→ **Text under study**
Yang’s wife Yuan Ruijuan has been under an exit ban since Yang was taken into custody despite having no charges filed against her. Exit bans are increasingly being used as an intimidation tactic against dissidents and their families.
Tibetan activist received a sentence reduction
Tsultrim Gyatso (aka Tseltem Gyatso, 次成加措 or 次成高恰) received a six-month sentence reduction in April 2020.
Tsultrim, a monk who asked for the return of Dalai Lama, was convicted of splittism in 2009 and sentenced to life by the Gannan Tibetan Minority Autonomous Prefecture Intermediate Court. The 2020 sentence reduction marks the first act of clemency granted to him since his sentence was commuted to 19 years with seven years of deprivation of political rights in 2014.
In the decision released by the Gansu Tianshui Intermediate Court, the court accepted the petition from the Tianshui Prison and determined that Tsultrim had demonstrated remorse and repented his crime since his last commutation. Tsultrim received several commendations for good behavior.
Even though it seems that Tsultrim complied with authorities and adequately demonstrated that he had reformed, he was only granted a short reduction. This is likely due to the restrictions on clemency enacted by the 2012 SPC regulations on organized crime, endangering state security, and serious corruption.
A sentence reduction is a rare instance of clemency for a person convicted of a crime of endangering state security. It is particularly rare for such a reduction to be granted to an ethnic minority convicted of splittism or inciting splittism.

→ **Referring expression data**

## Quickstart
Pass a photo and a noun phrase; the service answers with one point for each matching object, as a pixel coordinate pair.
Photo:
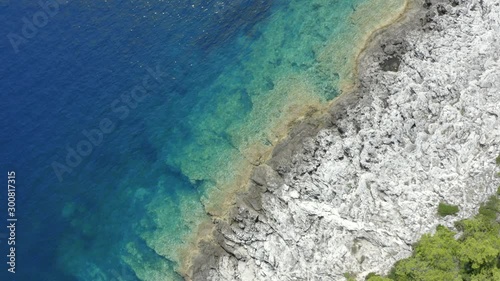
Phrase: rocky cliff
(351, 191)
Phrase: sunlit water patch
(235, 75)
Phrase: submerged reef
(352, 189)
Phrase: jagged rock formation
(352, 191)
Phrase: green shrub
(447, 210)
(475, 255)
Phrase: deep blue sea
(119, 116)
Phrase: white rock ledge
(356, 195)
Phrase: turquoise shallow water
(224, 79)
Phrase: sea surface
(126, 121)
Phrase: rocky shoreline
(352, 190)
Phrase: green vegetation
(474, 256)
(447, 210)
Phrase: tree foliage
(473, 256)
(446, 209)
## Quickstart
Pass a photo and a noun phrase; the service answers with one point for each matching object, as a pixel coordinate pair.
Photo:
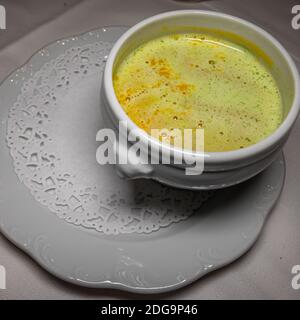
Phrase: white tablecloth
(265, 271)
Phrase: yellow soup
(193, 80)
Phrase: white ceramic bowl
(221, 169)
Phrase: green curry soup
(194, 80)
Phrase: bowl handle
(133, 169)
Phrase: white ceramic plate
(222, 230)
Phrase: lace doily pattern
(40, 166)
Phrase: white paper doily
(51, 135)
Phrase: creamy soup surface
(195, 80)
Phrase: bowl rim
(267, 143)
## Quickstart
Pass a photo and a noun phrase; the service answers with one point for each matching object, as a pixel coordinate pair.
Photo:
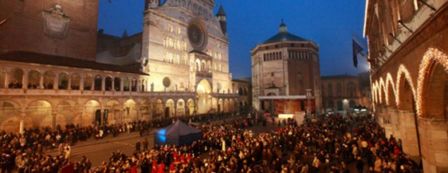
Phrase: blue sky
(329, 23)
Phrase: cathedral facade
(178, 66)
(185, 48)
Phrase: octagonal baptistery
(286, 74)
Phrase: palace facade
(178, 66)
(286, 74)
(408, 55)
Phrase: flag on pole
(357, 49)
(3, 21)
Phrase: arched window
(351, 89)
(330, 90)
(108, 83)
(98, 83)
(300, 80)
(339, 89)
(33, 79)
(117, 84)
(63, 81)
(75, 81)
(49, 80)
(88, 82)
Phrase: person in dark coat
(137, 146)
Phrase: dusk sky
(329, 23)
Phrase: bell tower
(221, 15)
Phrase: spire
(221, 11)
(283, 28)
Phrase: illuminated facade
(185, 48)
(178, 66)
(286, 74)
(408, 48)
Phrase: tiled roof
(45, 59)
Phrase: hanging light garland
(403, 72)
(431, 56)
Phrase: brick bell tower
(55, 27)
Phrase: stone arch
(63, 79)
(432, 86)
(88, 82)
(232, 105)
(98, 83)
(126, 84)
(64, 113)
(130, 111)
(203, 65)
(15, 78)
(203, 90)
(405, 89)
(159, 108)
(89, 114)
(114, 112)
(382, 92)
(408, 115)
(117, 84)
(226, 106)
(39, 114)
(390, 91)
(9, 116)
(375, 92)
(180, 107)
(169, 108)
(190, 106)
(108, 83)
(49, 79)
(75, 81)
(220, 105)
(33, 79)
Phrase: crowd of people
(330, 144)
(324, 144)
(26, 151)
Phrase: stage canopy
(178, 133)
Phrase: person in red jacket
(161, 168)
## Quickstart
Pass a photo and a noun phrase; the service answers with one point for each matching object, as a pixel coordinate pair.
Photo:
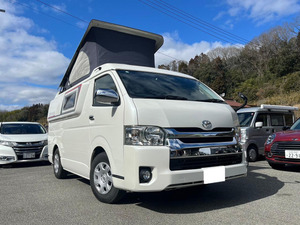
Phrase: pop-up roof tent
(110, 43)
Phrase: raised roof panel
(110, 43)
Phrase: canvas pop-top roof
(110, 43)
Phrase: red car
(283, 147)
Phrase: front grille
(206, 140)
(278, 148)
(196, 129)
(205, 161)
(195, 148)
(28, 147)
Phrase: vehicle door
(106, 121)
(277, 121)
(260, 134)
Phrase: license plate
(28, 155)
(292, 154)
(214, 174)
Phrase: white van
(136, 128)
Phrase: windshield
(245, 118)
(22, 129)
(161, 86)
(296, 125)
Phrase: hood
(177, 113)
(288, 135)
(24, 137)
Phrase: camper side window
(104, 82)
(70, 100)
(262, 118)
(277, 120)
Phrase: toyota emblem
(206, 124)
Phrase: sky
(39, 37)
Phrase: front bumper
(8, 155)
(158, 159)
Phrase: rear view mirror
(286, 128)
(258, 124)
(106, 96)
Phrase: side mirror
(258, 124)
(106, 96)
(286, 128)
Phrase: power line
(194, 22)
(202, 21)
(37, 11)
(69, 14)
(60, 10)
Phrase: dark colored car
(283, 147)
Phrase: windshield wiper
(211, 100)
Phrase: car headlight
(7, 143)
(144, 135)
(270, 139)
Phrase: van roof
(116, 66)
(110, 43)
(266, 108)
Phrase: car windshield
(22, 129)
(296, 125)
(161, 86)
(245, 118)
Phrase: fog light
(145, 174)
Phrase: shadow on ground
(209, 197)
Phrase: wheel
(252, 154)
(277, 166)
(59, 171)
(101, 180)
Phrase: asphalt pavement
(30, 194)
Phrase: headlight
(270, 139)
(7, 143)
(142, 135)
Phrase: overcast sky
(39, 37)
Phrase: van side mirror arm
(106, 96)
(245, 99)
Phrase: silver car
(22, 142)
(257, 123)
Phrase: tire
(58, 170)
(252, 154)
(277, 166)
(101, 180)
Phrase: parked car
(127, 126)
(257, 123)
(283, 147)
(22, 142)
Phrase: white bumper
(158, 159)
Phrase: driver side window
(104, 82)
(262, 118)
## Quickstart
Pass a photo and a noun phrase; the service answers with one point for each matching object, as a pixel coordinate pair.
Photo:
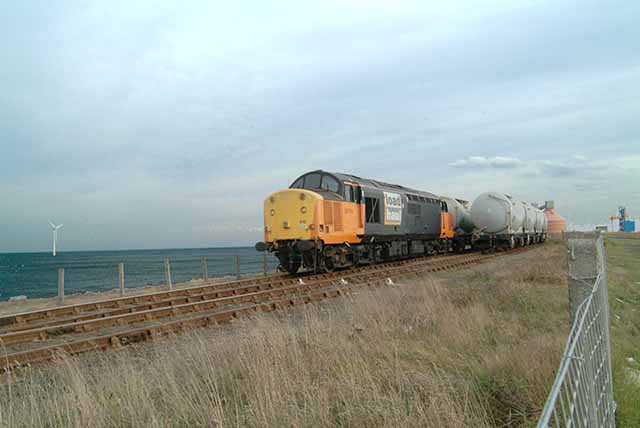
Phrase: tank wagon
(327, 220)
(502, 220)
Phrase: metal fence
(582, 394)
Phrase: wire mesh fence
(582, 394)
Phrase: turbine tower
(55, 235)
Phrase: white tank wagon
(503, 220)
(462, 223)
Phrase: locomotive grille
(328, 213)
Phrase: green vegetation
(623, 268)
(472, 348)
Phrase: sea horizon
(35, 274)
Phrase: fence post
(264, 263)
(205, 274)
(167, 274)
(583, 269)
(60, 286)
(121, 277)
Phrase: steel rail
(243, 304)
(7, 322)
(205, 301)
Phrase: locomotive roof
(376, 183)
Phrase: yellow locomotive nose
(291, 215)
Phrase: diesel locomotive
(326, 220)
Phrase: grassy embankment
(473, 348)
(623, 263)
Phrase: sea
(36, 274)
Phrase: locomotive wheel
(291, 267)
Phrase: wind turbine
(55, 235)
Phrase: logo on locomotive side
(392, 208)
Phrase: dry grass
(473, 348)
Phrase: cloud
(499, 162)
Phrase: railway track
(37, 336)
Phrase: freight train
(326, 221)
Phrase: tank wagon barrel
(507, 221)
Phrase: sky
(165, 124)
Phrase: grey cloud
(141, 124)
(501, 162)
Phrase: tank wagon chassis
(327, 221)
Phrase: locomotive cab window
(329, 183)
(349, 195)
(298, 184)
(312, 181)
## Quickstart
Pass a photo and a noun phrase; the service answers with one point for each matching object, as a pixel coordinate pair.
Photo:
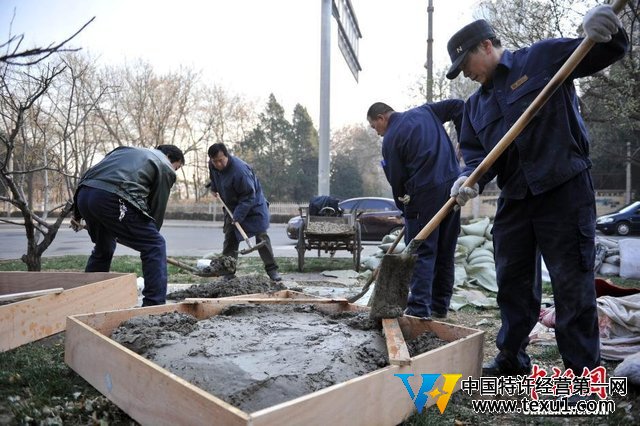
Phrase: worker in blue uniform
(123, 200)
(547, 203)
(420, 164)
(236, 183)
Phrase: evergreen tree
(267, 149)
(346, 180)
(303, 169)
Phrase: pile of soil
(256, 356)
(246, 284)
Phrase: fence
(485, 205)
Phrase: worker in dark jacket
(234, 181)
(547, 203)
(419, 162)
(123, 198)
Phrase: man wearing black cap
(420, 164)
(547, 203)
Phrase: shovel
(244, 234)
(392, 288)
(375, 272)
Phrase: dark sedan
(622, 222)
(378, 217)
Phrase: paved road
(184, 238)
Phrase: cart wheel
(357, 247)
(301, 247)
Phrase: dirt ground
(317, 330)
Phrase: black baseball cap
(465, 39)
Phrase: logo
(440, 394)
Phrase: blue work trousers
(110, 219)
(431, 284)
(560, 225)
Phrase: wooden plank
(145, 391)
(14, 282)
(14, 297)
(267, 300)
(377, 398)
(29, 320)
(396, 346)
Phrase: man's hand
(463, 193)
(600, 23)
(77, 225)
(405, 199)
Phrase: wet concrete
(256, 356)
(220, 287)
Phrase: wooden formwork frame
(72, 293)
(152, 395)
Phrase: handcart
(329, 234)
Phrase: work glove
(463, 193)
(600, 23)
(77, 224)
(405, 199)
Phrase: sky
(255, 47)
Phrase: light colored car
(378, 217)
(622, 222)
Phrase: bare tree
(26, 156)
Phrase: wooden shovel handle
(542, 98)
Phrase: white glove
(77, 225)
(405, 199)
(600, 23)
(463, 193)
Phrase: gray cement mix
(391, 290)
(220, 287)
(256, 356)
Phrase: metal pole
(429, 64)
(627, 195)
(325, 91)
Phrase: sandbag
(609, 270)
(471, 241)
(484, 275)
(629, 368)
(613, 260)
(629, 258)
(480, 252)
(476, 227)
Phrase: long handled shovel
(375, 272)
(244, 234)
(387, 302)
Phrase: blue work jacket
(241, 191)
(416, 150)
(554, 146)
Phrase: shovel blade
(392, 286)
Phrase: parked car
(378, 217)
(622, 222)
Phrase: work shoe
(274, 275)
(493, 369)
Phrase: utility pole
(325, 98)
(627, 195)
(429, 64)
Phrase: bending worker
(547, 201)
(235, 182)
(124, 198)
(419, 162)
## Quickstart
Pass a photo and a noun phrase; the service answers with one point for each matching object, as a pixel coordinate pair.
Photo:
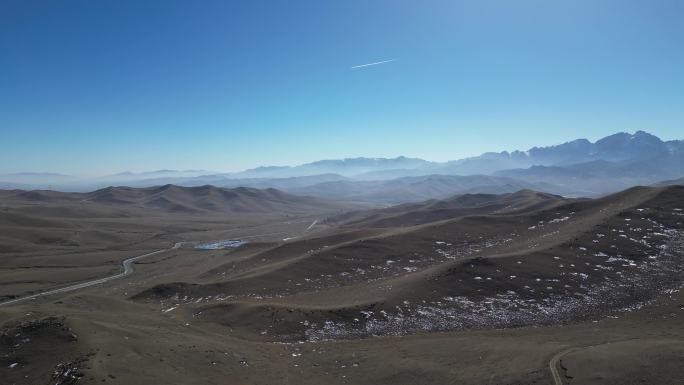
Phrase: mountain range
(576, 168)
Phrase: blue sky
(94, 87)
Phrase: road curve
(553, 366)
(127, 265)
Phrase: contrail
(373, 64)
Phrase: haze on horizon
(94, 88)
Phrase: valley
(477, 288)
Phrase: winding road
(554, 365)
(127, 265)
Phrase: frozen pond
(226, 244)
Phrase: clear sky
(94, 87)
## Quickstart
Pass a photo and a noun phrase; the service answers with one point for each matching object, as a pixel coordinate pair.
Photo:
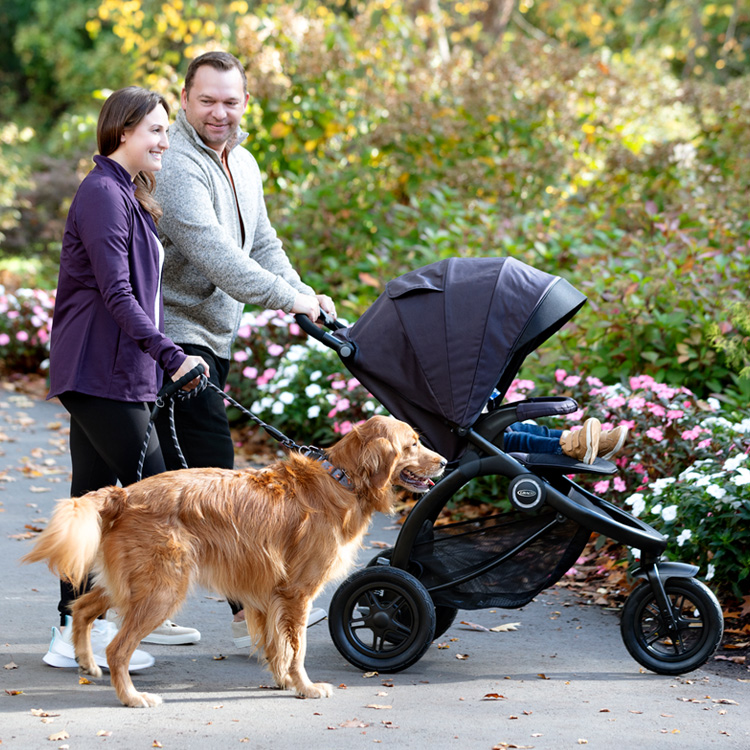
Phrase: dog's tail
(72, 538)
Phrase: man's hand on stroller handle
(306, 304)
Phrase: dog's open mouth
(414, 482)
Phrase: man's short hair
(218, 60)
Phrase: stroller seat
(547, 462)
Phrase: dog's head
(384, 451)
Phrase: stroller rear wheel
(699, 620)
(382, 619)
(444, 614)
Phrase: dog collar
(318, 455)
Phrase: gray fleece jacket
(209, 271)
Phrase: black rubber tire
(699, 619)
(445, 616)
(382, 619)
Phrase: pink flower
(656, 409)
(691, 434)
(615, 402)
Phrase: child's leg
(521, 437)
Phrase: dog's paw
(316, 690)
(142, 700)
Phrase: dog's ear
(379, 459)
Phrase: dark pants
(201, 424)
(106, 438)
(531, 438)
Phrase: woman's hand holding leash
(191, 362)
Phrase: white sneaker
(167, 634)
(62, 654)
(242, 639)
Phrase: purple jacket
(104, 339)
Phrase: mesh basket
(498, 561)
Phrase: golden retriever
(269, 538)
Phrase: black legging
(201, 424)
(106, 439)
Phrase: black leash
(174, 390)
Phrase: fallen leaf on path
(474, 626)
(507, 628)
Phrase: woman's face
(141, 147)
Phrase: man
(220, 252)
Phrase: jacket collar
(113, 169)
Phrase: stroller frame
(385, 616)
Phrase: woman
(107, 350)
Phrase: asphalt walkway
(561, 679)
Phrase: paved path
(562, 679)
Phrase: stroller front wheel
(699, 622)
(382, 619)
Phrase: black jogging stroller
(433, 349)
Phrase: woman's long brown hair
(122, 111)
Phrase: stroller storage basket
(498, 561)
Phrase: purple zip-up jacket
(105, 338)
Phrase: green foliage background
(605, 141)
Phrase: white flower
(669, 513)
(637, 502)
(742, 477)
(313, 390)
(657, 487)
(715, 491)
(733, 463)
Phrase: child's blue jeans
(531, 438)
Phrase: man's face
(215, 104)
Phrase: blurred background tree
(606, 141)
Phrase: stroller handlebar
(345, 349)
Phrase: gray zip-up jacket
(209, 272)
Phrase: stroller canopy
(440, 339)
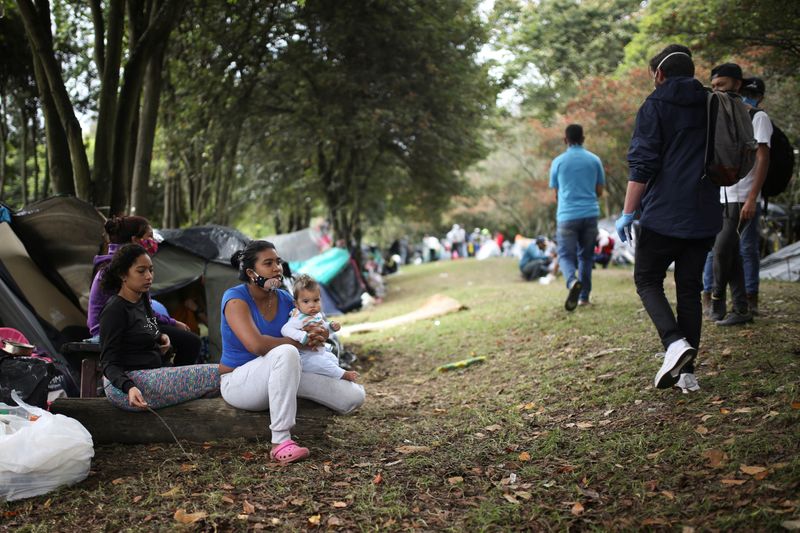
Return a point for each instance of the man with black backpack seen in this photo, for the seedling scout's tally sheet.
(680, 211)
(740, 213)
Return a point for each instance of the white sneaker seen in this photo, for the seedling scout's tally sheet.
(678, 354)
(687, 383)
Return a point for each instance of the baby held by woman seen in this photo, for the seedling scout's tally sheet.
(308, 309)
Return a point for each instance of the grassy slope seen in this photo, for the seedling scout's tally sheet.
(565, 403)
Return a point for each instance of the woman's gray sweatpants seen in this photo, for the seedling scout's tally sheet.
(275, 381)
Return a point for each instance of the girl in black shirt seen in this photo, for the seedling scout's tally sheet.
(132, 345)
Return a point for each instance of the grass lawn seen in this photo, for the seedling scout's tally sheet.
(560, 427)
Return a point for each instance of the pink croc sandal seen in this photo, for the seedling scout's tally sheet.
(288, 452)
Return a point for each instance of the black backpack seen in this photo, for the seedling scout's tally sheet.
(781, 161)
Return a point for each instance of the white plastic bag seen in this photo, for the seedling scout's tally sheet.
(37, 456)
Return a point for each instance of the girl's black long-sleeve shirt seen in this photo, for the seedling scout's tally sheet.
(128, 340)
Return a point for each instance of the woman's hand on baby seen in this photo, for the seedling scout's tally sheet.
(317, 335)
(135, 398)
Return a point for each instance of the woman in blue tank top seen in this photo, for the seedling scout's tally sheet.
(260, 369)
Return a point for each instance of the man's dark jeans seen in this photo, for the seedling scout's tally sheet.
(654, 254)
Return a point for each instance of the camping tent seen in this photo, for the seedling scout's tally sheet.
(297, 246)
(62, 235)
(199, 255)
(782, 265)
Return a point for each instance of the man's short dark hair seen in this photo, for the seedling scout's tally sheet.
(679, 63)
(574, 134)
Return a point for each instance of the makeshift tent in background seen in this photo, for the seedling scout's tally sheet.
(337, 273)
(52, 305)
(62, 235)
(782, 265)
(297, 246)
(199, 255)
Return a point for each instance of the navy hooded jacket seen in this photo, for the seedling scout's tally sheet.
(667, 152)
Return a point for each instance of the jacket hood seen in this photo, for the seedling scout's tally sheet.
(682, 91)
(105, 258)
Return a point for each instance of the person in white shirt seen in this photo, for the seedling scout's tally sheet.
(741, 204)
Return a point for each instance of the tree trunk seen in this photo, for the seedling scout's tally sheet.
(157, 31)
(148, 119)
(35, 146)
(37, 27)
(23, 150)
(110, 57)
(195, 421)
(3, 137)
(59, 164)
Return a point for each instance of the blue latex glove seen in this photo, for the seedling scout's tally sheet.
(624, 224)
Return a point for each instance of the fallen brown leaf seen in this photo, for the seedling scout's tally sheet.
(733, 481)
(405, 450)
(752, 470)
(715, 457)
(171, 493)
(189, 518)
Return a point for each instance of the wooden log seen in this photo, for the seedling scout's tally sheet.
(196, 421)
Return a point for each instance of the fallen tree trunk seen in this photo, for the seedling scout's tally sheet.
(197, 421)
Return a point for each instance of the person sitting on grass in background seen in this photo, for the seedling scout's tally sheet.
(535, 261)
(133, 349)
(308, 310)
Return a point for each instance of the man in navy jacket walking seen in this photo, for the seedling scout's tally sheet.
(680, 210)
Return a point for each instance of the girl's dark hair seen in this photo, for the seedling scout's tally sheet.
(244, 259)
(121, 230)
(680, 64)
(121, 262)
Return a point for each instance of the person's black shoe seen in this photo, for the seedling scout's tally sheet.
(572, 296)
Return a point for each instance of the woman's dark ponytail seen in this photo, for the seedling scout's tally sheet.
(246, 259)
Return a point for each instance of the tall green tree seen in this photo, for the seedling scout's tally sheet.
(557, 43)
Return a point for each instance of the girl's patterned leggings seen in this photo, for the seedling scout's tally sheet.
(171, 385)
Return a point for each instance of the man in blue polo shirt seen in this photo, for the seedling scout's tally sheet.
(577, 176)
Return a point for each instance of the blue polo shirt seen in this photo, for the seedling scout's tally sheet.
(234, 353)
(576, 174)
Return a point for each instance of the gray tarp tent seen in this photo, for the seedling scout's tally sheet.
(199, 255)
(782, 265)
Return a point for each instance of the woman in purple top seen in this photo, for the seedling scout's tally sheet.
(260, 368)
(137, 230)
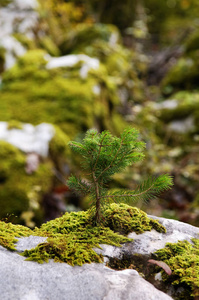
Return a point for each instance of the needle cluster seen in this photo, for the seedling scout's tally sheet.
(103, 156)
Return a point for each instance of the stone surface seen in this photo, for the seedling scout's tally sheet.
(150, 241)
(25, 280)
(30, 138)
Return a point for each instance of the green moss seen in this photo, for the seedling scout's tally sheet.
(125, 219)
(187, 104)
(20, 192)
(183, 259)
(9, 232)
(72, 237)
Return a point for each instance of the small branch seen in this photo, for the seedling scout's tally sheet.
(128, 195)
(108, 167)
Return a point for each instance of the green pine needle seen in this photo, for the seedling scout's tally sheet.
(103, 156)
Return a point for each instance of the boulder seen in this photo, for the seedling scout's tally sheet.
(28, 280)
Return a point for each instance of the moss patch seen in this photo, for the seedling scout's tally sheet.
(72, 237)
(20, 192)
(9, 232)
(183, 259)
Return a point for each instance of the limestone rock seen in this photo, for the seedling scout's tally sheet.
(27, 280)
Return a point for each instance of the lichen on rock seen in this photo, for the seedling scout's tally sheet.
(182, 258)
(72, 237)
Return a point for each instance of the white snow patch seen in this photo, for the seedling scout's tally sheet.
(30, 138)
(71, 60)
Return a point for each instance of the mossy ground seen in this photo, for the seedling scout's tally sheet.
(72, 237)
(183, 259)
(20, 192)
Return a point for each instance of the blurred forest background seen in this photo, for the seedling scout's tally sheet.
(67, 66)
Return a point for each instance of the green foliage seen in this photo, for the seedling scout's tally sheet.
(9, 232)
(104, 155)
(72, 237)
(183, 259)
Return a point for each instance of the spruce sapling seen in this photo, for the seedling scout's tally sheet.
(103, 156)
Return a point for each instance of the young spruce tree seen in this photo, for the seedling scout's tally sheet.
(103, 156)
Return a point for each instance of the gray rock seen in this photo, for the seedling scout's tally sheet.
(25, 280)
(150, 241)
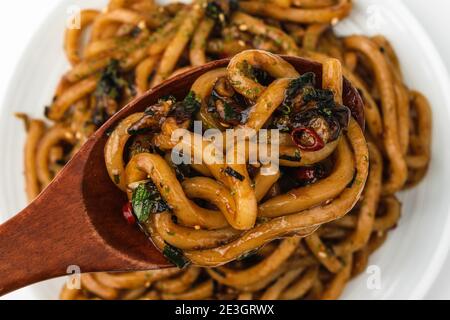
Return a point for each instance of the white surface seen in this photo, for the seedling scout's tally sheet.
(401, 267)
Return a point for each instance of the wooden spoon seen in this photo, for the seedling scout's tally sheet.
(77, 220)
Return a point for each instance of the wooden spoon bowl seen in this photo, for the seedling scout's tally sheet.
(77, 220)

→ **What the task asks**
Copy out the entire passage above on exit bans and Tsultrim Gyatso's sentence reduction, word for word.

→ **Result of this task**
Yang’s wife Yuan Ruijuan has been under an exit ban since Yang was taken into custody despite having no charges filed against her. Exit bans are increasingly being used as an intimidation tactic against dissidents and their families.
Tibetan activist received a sentence reduction
Tsultrim Gyatso (aka Tseltem Gyatso, 次成加措 or 次成高恰) received a six-month sentence reduction in April 2020.
Tsultrim, a monk who asked for the return of Dalai Lama, was convicted of splittism in 2009 and sentenced to life by the Gannan Tibetan Minority Autonomous Prefecture Intermediate Court. The 2020 sentence reduction marks the first act of clemency granted to him since his sentence was commuted to 19 years with seven years of deprivation of political rights in 2014.
In the decision released by the Gansu Tianshui Intermediate Court, the court accepted the petition from the Tianshui Prison and determined that Tsultrim had demonstrated remorse and repented his crime since his last commutation. Tsultrim received several commendations for good behavior.
Even though it seems that Tsultrim complied with authorities and adequately demonstrated that he had reformed, he was only granted a short reduction. This is likely due to the restrictions on clemency enacted by the 2012 SPC regulations on organized crime, endangering state security, and serious corruption.
A sentence reduction is a rare instance of clemency for a person convicted of a crime of endangering state security. It is particularly rare for such a reduction to be granted to an ethnic minority convicted of splittism or inciting splittism.